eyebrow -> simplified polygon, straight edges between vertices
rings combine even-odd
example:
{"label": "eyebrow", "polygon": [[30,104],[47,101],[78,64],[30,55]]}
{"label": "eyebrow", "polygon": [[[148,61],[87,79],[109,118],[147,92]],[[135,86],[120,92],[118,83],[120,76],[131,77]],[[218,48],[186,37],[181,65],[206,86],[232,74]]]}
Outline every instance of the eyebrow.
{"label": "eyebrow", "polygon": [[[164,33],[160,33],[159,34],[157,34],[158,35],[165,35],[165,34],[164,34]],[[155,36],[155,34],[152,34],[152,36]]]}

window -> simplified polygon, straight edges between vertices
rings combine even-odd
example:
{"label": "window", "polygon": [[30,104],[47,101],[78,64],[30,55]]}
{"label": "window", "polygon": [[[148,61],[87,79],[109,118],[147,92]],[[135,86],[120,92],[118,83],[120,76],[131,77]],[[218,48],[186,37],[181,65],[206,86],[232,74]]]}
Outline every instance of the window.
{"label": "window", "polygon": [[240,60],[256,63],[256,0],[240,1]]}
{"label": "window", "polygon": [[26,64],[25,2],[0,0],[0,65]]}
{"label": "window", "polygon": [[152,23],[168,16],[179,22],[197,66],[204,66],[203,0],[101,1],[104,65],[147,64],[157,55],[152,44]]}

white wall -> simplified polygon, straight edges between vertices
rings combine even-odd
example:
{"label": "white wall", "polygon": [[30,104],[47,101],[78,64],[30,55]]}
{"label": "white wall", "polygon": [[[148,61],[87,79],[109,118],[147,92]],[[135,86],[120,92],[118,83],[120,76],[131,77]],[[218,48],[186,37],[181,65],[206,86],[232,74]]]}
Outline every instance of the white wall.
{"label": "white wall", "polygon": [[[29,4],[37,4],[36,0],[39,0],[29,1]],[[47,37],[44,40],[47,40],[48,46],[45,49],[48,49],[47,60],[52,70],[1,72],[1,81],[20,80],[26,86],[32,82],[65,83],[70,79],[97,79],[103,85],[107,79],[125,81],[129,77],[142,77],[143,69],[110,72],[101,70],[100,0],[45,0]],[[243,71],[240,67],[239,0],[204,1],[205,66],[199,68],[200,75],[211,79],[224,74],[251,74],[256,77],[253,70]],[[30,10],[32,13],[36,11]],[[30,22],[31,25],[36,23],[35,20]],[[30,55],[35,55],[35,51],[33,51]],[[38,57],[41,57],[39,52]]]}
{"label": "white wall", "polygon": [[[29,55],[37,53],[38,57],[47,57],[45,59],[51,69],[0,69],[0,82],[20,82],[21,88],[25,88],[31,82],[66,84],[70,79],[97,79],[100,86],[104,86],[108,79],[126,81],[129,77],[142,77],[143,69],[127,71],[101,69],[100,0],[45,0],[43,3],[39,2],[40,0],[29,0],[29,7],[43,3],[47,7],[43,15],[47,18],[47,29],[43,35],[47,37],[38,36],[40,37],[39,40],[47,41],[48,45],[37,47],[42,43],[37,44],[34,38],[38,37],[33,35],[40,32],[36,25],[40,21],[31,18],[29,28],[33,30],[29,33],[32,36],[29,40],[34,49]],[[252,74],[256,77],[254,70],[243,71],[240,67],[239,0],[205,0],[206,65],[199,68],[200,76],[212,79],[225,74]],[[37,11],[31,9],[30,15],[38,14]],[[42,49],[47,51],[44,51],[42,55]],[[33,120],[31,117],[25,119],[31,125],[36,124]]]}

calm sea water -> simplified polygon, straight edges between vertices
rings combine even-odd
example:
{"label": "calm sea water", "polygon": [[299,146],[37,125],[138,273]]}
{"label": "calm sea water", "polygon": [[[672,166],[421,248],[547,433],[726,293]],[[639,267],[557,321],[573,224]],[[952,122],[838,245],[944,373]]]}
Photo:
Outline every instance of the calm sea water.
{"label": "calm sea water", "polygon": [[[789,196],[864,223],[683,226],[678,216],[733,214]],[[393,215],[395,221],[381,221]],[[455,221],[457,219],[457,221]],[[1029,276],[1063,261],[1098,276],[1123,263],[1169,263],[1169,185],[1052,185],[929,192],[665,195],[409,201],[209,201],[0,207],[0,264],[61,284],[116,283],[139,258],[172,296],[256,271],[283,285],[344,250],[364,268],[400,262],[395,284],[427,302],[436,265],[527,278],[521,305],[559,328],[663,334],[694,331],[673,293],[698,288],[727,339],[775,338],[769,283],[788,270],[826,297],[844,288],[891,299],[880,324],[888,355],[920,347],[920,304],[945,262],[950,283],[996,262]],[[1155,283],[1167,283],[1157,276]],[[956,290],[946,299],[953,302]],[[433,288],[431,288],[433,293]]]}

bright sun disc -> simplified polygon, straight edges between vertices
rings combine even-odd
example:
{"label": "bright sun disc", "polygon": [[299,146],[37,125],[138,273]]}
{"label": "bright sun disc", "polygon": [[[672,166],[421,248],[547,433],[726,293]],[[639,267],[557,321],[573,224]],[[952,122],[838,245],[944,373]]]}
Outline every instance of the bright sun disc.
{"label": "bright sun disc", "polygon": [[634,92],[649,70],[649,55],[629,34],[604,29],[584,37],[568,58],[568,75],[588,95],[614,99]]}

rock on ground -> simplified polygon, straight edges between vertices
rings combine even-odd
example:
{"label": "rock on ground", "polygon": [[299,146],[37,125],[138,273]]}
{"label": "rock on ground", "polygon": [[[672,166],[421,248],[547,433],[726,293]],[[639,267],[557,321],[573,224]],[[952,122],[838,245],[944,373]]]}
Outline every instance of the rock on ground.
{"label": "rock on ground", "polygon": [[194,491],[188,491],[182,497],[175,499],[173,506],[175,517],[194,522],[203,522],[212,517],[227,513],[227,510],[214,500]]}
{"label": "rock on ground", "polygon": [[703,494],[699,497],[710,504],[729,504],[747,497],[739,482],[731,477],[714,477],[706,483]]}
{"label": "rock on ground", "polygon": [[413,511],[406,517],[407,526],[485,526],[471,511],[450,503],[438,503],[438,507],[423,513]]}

**Exercise details**
Copy each of the items above line for line, keeping every character unchanged.

**Result**
eyebrow -> simplified polygon, straight edges between vertices
rings combine even-odd
example:
{"label": "eyebrow", "polygon": [[30,104],[47,101],[78,64],[30,55]]}
{"label": "eyebrow", "polygon": [[[148,61],[87,79],[109,118],[147,92]],[[135,86],[120,92],[118,83],[120,76],[131,77]],[[218,48],[186,37],[181,65],[206,86],[232,74]]]}
Outline every instance of the eyebrow.
{"label": "eyebrow", "polygon": [[[164,33],[160,33],[159,34],[157,34],[158,35],[165,35],[165,34],[164,34]],[[155,36],[155,34],[152,34],[152,36]]]}

window -> simplified polygon, straight edges between vertices
rings combine even-odd
example:
{"label": "window", "polygon": [[30,104],[47,101],[78,64],[30,55]]}
{"label": "window", "polygon": [[[148,61],[87,79],[109,118],[147,92]],[[135,86],[120,92],[118,83],[120,76],[131,77]],[[218,48],[186,37],[181,65],[206,86],[232,74]]]}
Outline every instance of the window.
{"label": "window", "polygon": [[240,60],[256,63],[256,0],[240,1]]}
{"label": "window", "polygon": [[26,64],[25,2],[0,0],[0,65]]}
{"label": "window", "polygon": [[152,23],[168,16],[179,22],[197,66],[204,66],[203,0],[101,1],[104,65],[147,64],[157,55],[152,44]]}

white wall -> simplified polygon, straight edges between vertices
rings combine even-odd
example:
{"label": "white wall", "polygon": [[30,104],[47,101],[78,64],[30,55]]}
{"label": "white wall", "polygon": [[[148,61],[87,79],[109,118],[147,92]],[[135,86],[120,92],[118,83],[120,76],[131,77]],[[218,48],[186,37],[181,65],[206,86],[232,74]]]}
Outline every instance of the white wall.
{"label": "white wall", "polygon": [[[29,4],[37,4],[36,0],[39,0],[29,1]],[[47,37],[44,40],[47,40],[48,46],[45,49],[48,49],[47,60],[52,70],[1,72],[1,81],[20,80],[26,86],[32,82],[65,83],[70,79],[97,79],[103,85],[107,79],[125,81],[129,77],[142,77],[143,69],[110,72],[101,70],[100,0],[45,0]],[[243,71],[240,67],[239,0],[204,1],[205,66],[199,68],[200,75],[211,79],[224,74],[251,74],[256,77],[253,70]],[[30,10],[32,13],[36,11]],[[30,22],[31,25],[36,23],[35,20]],[[30,55],[35,55],[35,51],[33,51]],[[38,57],[41,57],[39,52]]]}
{"label": "white wall", "polygon": [[[29,55],[37,53],[38,57],[47,57],[45,59],[51,69],[0,69],[0,82],[20,82],[21,88],[25,88],[31,82],[66,84],[70,79],[97,79],[100,86],[104,86],[108,79],[126,81],[129,77],[142,77],[143,69],[127,71],[101,69],[100,0],[45,0],[43,3],[39,2],[40,0],[29,0],[29,7],[43,3],[47,7],[43,15],[47,18],[47,29],[43,35],[47,37],[38,36],[40,37],[39,40],[47,41],[48,45],[37,47],[42,43],[37,44],[34,38],[38,37],[33,35],[40,32],[36,25],[40,21],[31,18],[29,28],[33,30],[29,33],[32,36],[29,40],[34,49]],[[252,74],[256,77],[254,70],[243,71],[240,67],[239,0],[205,0],[206,65],[199,68],[200,76],[212,79],[225,74]],[[37,11],[31,9],[30,15],[38,14]],[[42,49],[47,51],[44,51],[42,55]],[[33,120],[31,117],[25,119],[31,125],[36,124]]]}

calm sea water -> simplified polygon, straight edges between vertices
rings combine even-odd
example:
{"label": "calm sea water", "polygon": [[299,146],[37,125],[138,273]]}
{"label": "calm sea water", "polygon": [[[672,166],[421,248],[547,433],[726,293]],[[639,267],[557,321],[573,224]],[[952,122],[838,245],[944,373]]]}
Photo:
Outline every instance of the calm sea water.
{"label": "calm sea water", "polygon": [[[789,196],[864,223],[683,226],[678,216],[733,214]],[[393,215],[395,221],[381,221]],[[455,221],[457,219],[457,221]],[[1029,276],[1063,261],[1098,276],[1123,263],[1169,263],[1169,185],[1052,185],[929,192],[665,195],[409,201],[209,201],[0,207],[0,264],[61,284],[116,283],[139,258],[172,296],[256,271],[283,285],[344,250],[364,268],[400,262],[395,284],[427,302],[436,265],[527,278],[521,305],[559,328],[663,334],[694,331],[673,293],[698,288],[727,339],[775,338],[769,283],[788,270],[826,297],[844,288],[891,299],[880,324],[888,355],[920,347],[920,304],[945,262],[950,283],[996,262]],[[1155,283],[1167,283],[1157,276]],[[956,290],[946,299],[953,302]],[[433,288],[431,288],[433,293]]]}

bright sun disc -> simplified polygon, straight edges between vertices
rings combine even-odd
example:
{"label": "bright sun disc", "polygon": [[299,146],[37,125],[138,273]]}
{"label": "bright sun disc", "polygon": [[[672,166],[421,248],[547,433],[726,293]],[[639,267],[557,321],[573,224]],[[952,122],[838,245],[944,373]]]}
Outline every instance of the bright sun disc.
{"label": "bright sun disc", "polygon": [[634,92],[649,70],[649,55],[629,34],[604,29],[584,37],[568,58],[568,75],[588,95],[614,99]]}

rock on ground -> simplified polygon, straight edges between vertices
rings combine even-odd
example:
{"label": "rock on ground", "polygon": [[299,146],[37,125],[138,273]]}
{"label": "rock on ground", "polygon": [[[672,166],[421,248],[547,433],[726,293]],[[639,267],[557,321],[573,224]],[[952,122],[838,245],[944,373]]]}
Outline every instance of the rock on ground.
{"label": "rock on ground", "polygon": [[194,491],[188,491],[182,497],[175,499],[173,506],[175,517],[194,522],[203,522],[212,517],[227,513],[227,510],[214,500]]}
{"label": "rock on ground", "polygon": [[703,494],[699,497],[710,504],[729,504],[747,497],[739,482],[731,477],[714,477],[706,483]]}
{"label": "rock on ground", "polygon": [[413,511],[406,517],[407,526],[485,526],[471,511],[450,503],[438,503],[438,507],[423,513]]}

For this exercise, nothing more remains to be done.